_Required work_: Write each line again exactly as it is, from the opening line of the records below through the one containing "[(447, 303), (533, 223), (325, 299)]", and add nothing.

_Source data_:
---------------
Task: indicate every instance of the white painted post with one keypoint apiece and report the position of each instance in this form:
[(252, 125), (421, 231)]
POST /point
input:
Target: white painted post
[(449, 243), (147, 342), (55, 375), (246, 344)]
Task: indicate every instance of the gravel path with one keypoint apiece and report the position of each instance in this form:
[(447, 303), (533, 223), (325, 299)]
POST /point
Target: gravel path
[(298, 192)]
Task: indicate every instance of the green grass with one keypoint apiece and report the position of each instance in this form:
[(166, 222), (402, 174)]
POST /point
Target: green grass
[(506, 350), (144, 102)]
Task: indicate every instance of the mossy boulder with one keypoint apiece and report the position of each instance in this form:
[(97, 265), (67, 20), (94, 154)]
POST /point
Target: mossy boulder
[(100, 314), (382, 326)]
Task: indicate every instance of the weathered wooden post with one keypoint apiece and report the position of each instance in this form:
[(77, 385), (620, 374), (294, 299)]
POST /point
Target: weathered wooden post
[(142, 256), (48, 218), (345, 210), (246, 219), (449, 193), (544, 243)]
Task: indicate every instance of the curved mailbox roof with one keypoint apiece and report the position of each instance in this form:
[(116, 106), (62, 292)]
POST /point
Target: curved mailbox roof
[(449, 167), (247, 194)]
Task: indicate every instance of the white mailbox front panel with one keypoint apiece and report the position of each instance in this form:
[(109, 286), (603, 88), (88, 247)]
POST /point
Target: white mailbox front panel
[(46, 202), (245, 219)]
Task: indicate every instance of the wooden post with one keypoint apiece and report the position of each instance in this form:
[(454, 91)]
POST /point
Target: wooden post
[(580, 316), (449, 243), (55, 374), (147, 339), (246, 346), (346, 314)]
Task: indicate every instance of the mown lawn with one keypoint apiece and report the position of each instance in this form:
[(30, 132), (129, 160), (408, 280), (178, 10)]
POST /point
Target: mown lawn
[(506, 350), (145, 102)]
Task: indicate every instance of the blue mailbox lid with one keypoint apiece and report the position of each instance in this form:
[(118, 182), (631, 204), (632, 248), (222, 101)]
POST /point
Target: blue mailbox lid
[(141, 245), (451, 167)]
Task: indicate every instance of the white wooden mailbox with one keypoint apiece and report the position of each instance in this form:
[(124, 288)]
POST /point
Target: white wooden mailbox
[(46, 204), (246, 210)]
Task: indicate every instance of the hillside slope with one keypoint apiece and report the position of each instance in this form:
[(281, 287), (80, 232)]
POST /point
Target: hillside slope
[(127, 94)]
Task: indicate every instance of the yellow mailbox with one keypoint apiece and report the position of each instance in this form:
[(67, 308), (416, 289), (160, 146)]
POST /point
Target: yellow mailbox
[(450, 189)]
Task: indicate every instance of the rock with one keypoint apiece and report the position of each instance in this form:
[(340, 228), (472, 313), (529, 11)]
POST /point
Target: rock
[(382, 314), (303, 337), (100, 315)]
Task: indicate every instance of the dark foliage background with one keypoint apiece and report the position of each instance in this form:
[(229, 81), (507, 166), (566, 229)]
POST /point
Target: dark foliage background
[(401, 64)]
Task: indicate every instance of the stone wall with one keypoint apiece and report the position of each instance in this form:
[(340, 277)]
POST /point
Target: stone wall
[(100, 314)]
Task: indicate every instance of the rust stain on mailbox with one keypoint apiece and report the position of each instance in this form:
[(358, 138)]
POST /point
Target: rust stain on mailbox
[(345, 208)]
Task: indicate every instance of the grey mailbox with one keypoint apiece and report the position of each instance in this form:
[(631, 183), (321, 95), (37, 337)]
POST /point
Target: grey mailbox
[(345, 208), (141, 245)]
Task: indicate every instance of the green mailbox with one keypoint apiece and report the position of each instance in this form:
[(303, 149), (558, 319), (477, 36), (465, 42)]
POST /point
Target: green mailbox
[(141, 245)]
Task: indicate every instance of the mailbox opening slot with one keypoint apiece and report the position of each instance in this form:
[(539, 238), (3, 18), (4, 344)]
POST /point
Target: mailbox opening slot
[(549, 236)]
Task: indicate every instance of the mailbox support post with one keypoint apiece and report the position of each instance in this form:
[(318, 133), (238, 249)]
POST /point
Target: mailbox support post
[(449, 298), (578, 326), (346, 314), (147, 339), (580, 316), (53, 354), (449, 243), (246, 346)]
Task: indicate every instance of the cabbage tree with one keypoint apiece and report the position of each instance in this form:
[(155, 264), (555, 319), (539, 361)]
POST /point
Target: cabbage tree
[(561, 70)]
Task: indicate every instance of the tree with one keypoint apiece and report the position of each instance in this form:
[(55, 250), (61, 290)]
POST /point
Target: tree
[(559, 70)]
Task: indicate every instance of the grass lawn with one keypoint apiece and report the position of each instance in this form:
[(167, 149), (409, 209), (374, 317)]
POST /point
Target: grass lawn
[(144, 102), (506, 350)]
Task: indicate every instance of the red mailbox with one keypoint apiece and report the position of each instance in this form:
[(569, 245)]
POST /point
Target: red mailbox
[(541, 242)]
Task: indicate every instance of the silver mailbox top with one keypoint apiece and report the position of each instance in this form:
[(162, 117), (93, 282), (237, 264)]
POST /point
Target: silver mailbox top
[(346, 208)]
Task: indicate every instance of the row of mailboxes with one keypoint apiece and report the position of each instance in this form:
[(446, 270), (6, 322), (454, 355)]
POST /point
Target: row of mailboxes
---------------
_Solution for this exercise_:
Task: indicate every instance of the white painted post with one keypoint apiece and report the position of each instance in this form:
[(252, 125), (421, 231)]
POST /point
input:
Target: white painted post
[(449, 243), (147, 342), (55, 375), (246, 344)]
Task: indicate every instance of the gravel path with one keypoint apiece and report the position of each instance in this form:
[(447, 303), (533, 223), (325, 299)]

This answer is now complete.